═════ RECORDS TO PROCESS ═════
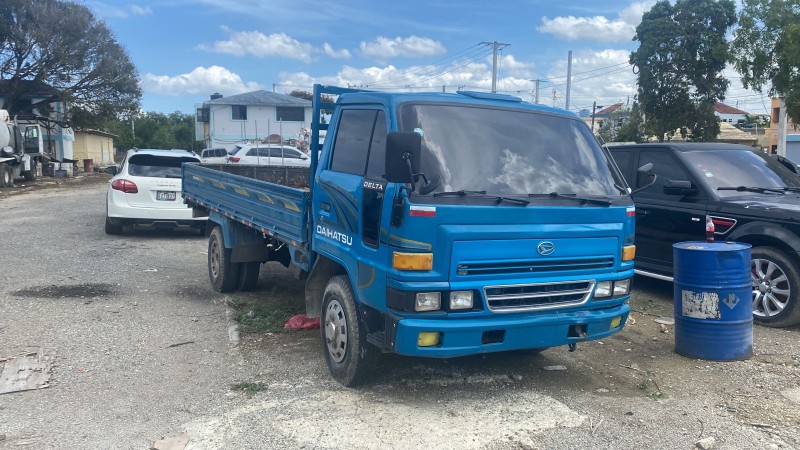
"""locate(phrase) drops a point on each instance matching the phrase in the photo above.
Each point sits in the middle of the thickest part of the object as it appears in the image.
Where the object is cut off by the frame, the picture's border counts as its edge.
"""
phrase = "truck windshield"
(731, 168)
(507, 152)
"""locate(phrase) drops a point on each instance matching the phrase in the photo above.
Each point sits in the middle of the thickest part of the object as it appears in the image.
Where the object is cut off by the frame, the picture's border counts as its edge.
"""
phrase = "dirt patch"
(68, 291)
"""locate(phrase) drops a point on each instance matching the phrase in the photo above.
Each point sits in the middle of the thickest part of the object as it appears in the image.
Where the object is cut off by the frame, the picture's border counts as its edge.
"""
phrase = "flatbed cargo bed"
(272, 200)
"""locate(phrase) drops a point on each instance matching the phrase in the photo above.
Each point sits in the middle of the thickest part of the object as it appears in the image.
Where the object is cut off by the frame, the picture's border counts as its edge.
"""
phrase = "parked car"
(750, 197)
(146, 190)
(268, 155)
(213, 156)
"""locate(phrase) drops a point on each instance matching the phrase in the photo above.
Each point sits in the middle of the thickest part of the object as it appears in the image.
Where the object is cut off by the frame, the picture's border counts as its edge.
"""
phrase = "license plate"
(165, 196)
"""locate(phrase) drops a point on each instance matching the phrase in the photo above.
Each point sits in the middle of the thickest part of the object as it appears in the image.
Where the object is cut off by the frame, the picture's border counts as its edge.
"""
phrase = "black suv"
(750, 197)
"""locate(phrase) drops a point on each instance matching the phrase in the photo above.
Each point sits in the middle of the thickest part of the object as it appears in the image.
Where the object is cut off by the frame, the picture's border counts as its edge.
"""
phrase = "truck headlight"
(622, 287)
(603, 289)
(428, 301)
(461, 300)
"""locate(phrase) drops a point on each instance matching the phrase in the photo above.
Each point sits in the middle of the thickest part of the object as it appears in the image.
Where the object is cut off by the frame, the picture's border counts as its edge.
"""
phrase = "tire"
(248, 275)
(31, 174)
(112, 228)
(6, 176)
(222, 272)
(776, 287)
(351, 360)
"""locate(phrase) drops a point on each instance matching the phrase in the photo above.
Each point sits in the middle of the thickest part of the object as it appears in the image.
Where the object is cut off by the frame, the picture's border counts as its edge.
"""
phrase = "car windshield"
(732, 168)
(157, 166)
(508, 152)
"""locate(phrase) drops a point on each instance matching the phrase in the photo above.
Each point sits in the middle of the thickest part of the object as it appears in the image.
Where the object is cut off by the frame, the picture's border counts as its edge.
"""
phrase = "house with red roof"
(727, 113)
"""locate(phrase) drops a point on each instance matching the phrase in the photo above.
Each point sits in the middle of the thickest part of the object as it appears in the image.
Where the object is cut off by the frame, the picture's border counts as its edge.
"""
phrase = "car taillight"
(126, 186)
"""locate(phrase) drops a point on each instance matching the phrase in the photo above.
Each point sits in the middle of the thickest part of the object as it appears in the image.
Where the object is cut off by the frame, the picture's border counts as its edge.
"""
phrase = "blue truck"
(432, 224)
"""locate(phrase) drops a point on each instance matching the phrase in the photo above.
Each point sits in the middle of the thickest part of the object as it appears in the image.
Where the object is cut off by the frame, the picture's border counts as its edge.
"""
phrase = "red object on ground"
(301, 322)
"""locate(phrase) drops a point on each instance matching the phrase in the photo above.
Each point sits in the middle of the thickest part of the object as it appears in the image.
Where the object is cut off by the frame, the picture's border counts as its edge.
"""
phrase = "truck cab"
(463, 223)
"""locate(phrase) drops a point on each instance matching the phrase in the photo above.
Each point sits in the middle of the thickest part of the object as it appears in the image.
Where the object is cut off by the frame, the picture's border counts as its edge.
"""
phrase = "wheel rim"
(336, 330)
(771, 289)
(215, 258)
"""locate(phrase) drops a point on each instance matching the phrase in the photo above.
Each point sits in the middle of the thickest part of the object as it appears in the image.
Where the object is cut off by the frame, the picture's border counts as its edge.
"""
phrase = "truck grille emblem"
(545, 248)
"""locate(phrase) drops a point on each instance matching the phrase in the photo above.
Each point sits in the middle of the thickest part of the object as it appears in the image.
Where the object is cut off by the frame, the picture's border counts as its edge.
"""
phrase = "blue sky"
(187, 49)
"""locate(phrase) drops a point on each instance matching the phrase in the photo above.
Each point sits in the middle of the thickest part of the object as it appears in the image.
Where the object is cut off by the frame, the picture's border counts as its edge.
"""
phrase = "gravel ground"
(108, 309)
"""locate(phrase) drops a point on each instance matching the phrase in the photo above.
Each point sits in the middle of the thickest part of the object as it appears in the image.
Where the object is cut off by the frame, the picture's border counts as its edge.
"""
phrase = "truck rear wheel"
(351, 360)
(222, 272)
(248, 275)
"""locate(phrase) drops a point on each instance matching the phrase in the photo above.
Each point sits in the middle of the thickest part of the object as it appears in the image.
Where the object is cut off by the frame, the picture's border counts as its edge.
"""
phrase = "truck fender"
(246, 244)
(324, 269)
(762, 233)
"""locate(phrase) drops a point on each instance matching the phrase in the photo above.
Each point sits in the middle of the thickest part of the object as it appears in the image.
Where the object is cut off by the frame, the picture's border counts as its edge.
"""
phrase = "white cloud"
(476, 76)
(255, 43)
(336, 54)
(141, 10)
(597, 28)
(201, 80)
(383, 48)
(601, 76)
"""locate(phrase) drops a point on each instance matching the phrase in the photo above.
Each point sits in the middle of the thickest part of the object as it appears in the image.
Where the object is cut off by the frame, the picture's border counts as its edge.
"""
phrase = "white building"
(252, 116)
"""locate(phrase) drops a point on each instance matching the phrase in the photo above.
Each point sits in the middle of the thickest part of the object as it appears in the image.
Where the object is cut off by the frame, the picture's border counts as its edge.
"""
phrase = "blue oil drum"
(713, 306)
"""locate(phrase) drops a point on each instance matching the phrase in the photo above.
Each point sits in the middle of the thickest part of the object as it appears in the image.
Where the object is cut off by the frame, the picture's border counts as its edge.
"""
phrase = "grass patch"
(257, 316)
(249, 389)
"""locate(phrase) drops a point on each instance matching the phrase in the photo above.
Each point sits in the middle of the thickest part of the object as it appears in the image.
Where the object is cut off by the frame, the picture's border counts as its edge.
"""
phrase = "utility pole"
(536, 90)
(495, 47)
(569, 79)
(594, 108)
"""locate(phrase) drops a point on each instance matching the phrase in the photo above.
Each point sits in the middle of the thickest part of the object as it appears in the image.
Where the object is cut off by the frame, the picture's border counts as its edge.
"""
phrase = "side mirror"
(645, 171)
(402, 156)
(678, 187)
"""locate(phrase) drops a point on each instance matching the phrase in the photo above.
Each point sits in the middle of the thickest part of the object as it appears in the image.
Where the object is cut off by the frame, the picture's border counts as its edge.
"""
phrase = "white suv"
(146, 190)
(268, 155)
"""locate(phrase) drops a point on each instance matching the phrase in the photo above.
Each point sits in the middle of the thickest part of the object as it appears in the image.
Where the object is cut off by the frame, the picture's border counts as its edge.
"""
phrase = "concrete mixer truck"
(21, 146)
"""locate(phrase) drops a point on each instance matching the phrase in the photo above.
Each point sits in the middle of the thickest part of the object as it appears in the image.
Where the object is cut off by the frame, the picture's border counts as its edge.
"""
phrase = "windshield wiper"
(521, 201)
(760, 190)
(461, 193)
(581, 200)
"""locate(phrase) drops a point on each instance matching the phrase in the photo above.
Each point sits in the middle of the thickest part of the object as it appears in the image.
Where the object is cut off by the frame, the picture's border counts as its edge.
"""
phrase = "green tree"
(766, 49)
(60, 48)
(682, 51)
═════
● **EXERCISE**
Output every record above verbatim, excluding images.

● **RESULT FOR THIS EXERCISE**
"""locate(phrase) drops a point on each instance matching the phrase in the photo above.
Each point sits in the middle of the thickest part of the object as it appears in the image.
Where the object is cut off by the frame, the picture's border counts as its edge.
"""
phrase = "truck windshield"
(731, 168)
(507, 152)
"""locate(phrase) drops a point on each instance matching the phrase in the photo above.
Each point sits in the middle of the thickest part of the object as it appears in the image.
Where the object is cut off by the frame, the picture's border counts as its edge.
"""
phrase = "dirt patch"
(68, 291)
"""locate(phrase) drops a point on each instance matching the phrase in the photo above.
Each point sits in the middle of the thickest part of the object as it appears in the image.
Where the object is cut off by the frame, the picture's border counts as its edge.
"""
phrase = "flatbed cargo bed"
(272, 200)
"""locate(phrase) drops a point on each instance matching the phrase in the photo above.
Each point sits in the middle of the thickest part of the object as it appears in the image.
Where the object is cut off by the frame, the picture's border counts as its edge.
"""
phrase = "parked car"
(750, 197)
(146, 190)
(268, 155)
(213, 156)
"""locate(phrase) drops a point on each instance matching the phrase in the photo above.
Each point sits in the middle of the thickest part of the object as it appears in the image.
Where the object is cut off by the frame, the picture's border counts as its edge.
"""
phrase = "license plate"
(165, 196)
"""locate(phrase) drops a point on each instance matching the phrase in the photo above.
Each point sits in the middle of the thickest part of the object as it appears in the image.
Where the object is cut off by the frame, the picture's border counts as its edge.
"""
phrase = "black suv"
(750, 197)
"""locate(phrase) drops a point on each instance matching the phrase in the photo above.
Each point sits in the middle of the thickest part of the object as it appears in the image.
Where the object is cut off by the frame, the picture's border counts as its edge.
"""
phrase = "truck headlight"
(622, 287)
(603, 289)
(428, 301)
(461, 300)
"""locate(phrase) drops a point on each instance matching the phrase in the photo above.
Each point sits in the middle of the thickest part of the object as it appears in the image.
Where the object is cut off by the frame, the picture's border counts as its edge.
"""
phrase = "tire"
(248, 275)
(31, 174)
(112, 228)
(6, 176)
(222, 272)
(776, 287)
(351, 360)
"""locate(phrase) drops a point on each instance matching the phrase in the photo above.
Each point sits in the middle of the thickest part of the object as it appears in the image.
Where the object is cut off by the frame, the picture's border counts as its edge.
"""
phrase = "car windshield"
(732, 168)
(157, 166)
(508, 152)
"""locate(phrase) drops a point on each instance matching the phrase in the photo above.
Each point sits in the middle of the thickest part of the object as it appears in the image.
Where the object is cut off by the frame, the picture's border counts as its edge.
"""
phrase = "house with red roof"
(727, 113)
"""locate(phrase) drops a point on each instance matching the phrase in the photo above.
Each point sits in the middle of the thickest part of the object as it appears in the image.
Where the object is cut off by the frame, the picture's border counts as its edge.
"""
phrase = "car taillight"
(126, 186)
"""locate(phrase) drops a point on each instance matching the phrase in the photo above.
Each point sits in the middle of the thickest part of the object as it appears in the image.
Where the object is cut off by the frame, the picture's border counts as its edge.
"""
phrase = "blue truck"
(432, 224)
"""locate(phrase) drops a point on each instance matching the phrase in the photo above.
Each point sits in the middle of the thickest part of the object as it appears in the image.
Where the object is cut off by the frame, the picture's border counts as its edge.
"""
phrase = "red object on ground"
(301, 322)
"""locate(phrase) drops a point on each instance matching the phrase in the photo above.
Each point sits in the middle of the thickest part of the object as it appears in the image.
Where the object is cut off by the frame, the picture's border counts as its edge.
"""
phrase = "truck cab"
(463, 223)
"""locate(phrase) drops a point on each instance matching the phrase in the photo above.
Each point sits in the middle of the thickest part of the object as it appears in the image.
Where the object is cut off by the frame, the picture's border counts as its edge.
"""
phrase = "wheel rim"
(336, 330)
(771, 289)
(215, 258)
"""locate(phrase) drops a point on each instance matching the phrase in the photo above.
Each point sits in the middle of the thickest part of the object as it appears in the image.
Where the object is cut off by the frame, the picture's border counts as its edge.
"""
phrase = "truck grille emblem"
(545, 248)
"""locate(phrase) drops a point on each instance matching the phrase in the photo above.
Each point sits in the middle of the thickest part of the object as it appears in the image.
Where the object is cut off by the frame, the picture's border counts as its edge.
"""
phrase = "blue sky"
(187, 49)
"""locate(phrase) drops a point on each instance matching the phrase in the photo above.
Each point sits in the middle of the thickest part of the object as it appears in the image.
Where the object is cut off by the frame, the picture's border counts as its edge.
"""
phrase = "gravel ground"
(108, 309)
"""locate(phrase) drops a point on each instance matching the phrase in the photo above.
Each point sits in the middle of the thickest part of the object as it appears in the image.
Where the object is cut off by the frame, the picture's border counts as its edge.
"""
phrase = "truck rear wheel"
(351, 360)
(222, 272)
(248, 275)
"""locate(phrase) drops a point on each instance matching the phrase in the photo above.
Each point sits in the middle of the thickest part of the object as it appears in the image.
Where the object is cut off by the frame, the picture's border counts as its edge.
"""
phrase = "truck fender"
(246, 244)
(324, 269)
(762, 233)
"""locate(phrase) drops a point on each instance matching the phrase in the photo above.
Each point sits in the middle of the thickest part of the object as it appears in the image.
Where the object is cut off by the frame, the picture's border counts as its edge.
"""
phrase = "white cloud"
(476, 76)
(255, 43)
(336, 54)
(141, 10)
(597, 28)
(201, 80)
(383, 48)
(601, 76)
"""locate(phrase) drops a point on each instance matching the phrase in the photo above.
Each point sits in the middle of the thickest part of the object as it appears in the image.
Where the object is cut off by the frame, the picture's border counts as its edge.
"""
phrase = "white building"
(252, 116)
"""locate(phrase) drops a point on each instance matching the phrase in the photo above.
Each point sits in the middle of the thickest part of the object as it appears in the image.
Where the object is cut off by the frame, the picture's border counts as its edge.
"""
phrase = "blue oil drum"
(713, 306)
"""locate(phrase) drops a point on each instance matching the phrase in the photo above.
Each point sits in the middle of the thickest part of the object as it appears in the image.
Where the object is cut off by the frame, the picture's border counts as its edge.
"""
phrase = "grass patch"
(257, 316)
(249, 389)
"""locate(phrase) drops a point on each instance matching the phrase in the photo above.
Each point sits in the middle of the thickest part of the object as it appears in the image.
Where the object is cut off by the frame, the picture's border counts as its edge.
"""
phrase = "utility pole"
(536, 90)
(495, 47)
(569, 79)
(594, 108)
"""locate(phrase) drops a point on each instance matching the phrase in the photo above.
Each point sits in the middle of the thickest part of the object as it appears in the image.
Where the object is cut off by the frame, the picture's border counts as its edge.
"""
phrase = "side mirror"
(645, 171)
(402, 156)
(678, 187)
"""locate(phrase) drops a point on each instance matching the phrase in the photo above.
Each point sits in the middle of the thickest part of the object as it appears in the image.
Where the object is cut off by the frame, the picture's border counts as its edge.
"""
phrase = "white suv"
(146, 190)
(268, 155)
"""locate(phrase) drops a point on each instance matching the phrase in the photo above.
Each point sits in the middle of the thickest part of the object as it appears in the image.
Where the object is cut off by the frame, the picture's border counts as its edge.
"""
phrase = "concrete mixer truck"
(21, 146)
"""locate(phrase) drops a point on each instance matching the phrase in the photo above.
Each point sits in the middle of the thickest part of the object as it appears in the image.
Where the object is cut off by the frame, the picture's border counts as its edge.
"""
phrase = "windshield wiper"
(521, 201)
(760, 190)
(461, 193)
(581, 200)
"""locate(phrase) drops a point on each instance matching the phrase in the photo above.
Each point sits in the middle of the thickest part of the object as it appears in the image.
Where the object is cut off by the frame, the picture's border counts as its edge.
"""
phrase = "green tree"
(766, 49)
(60, 48)
(682, 51)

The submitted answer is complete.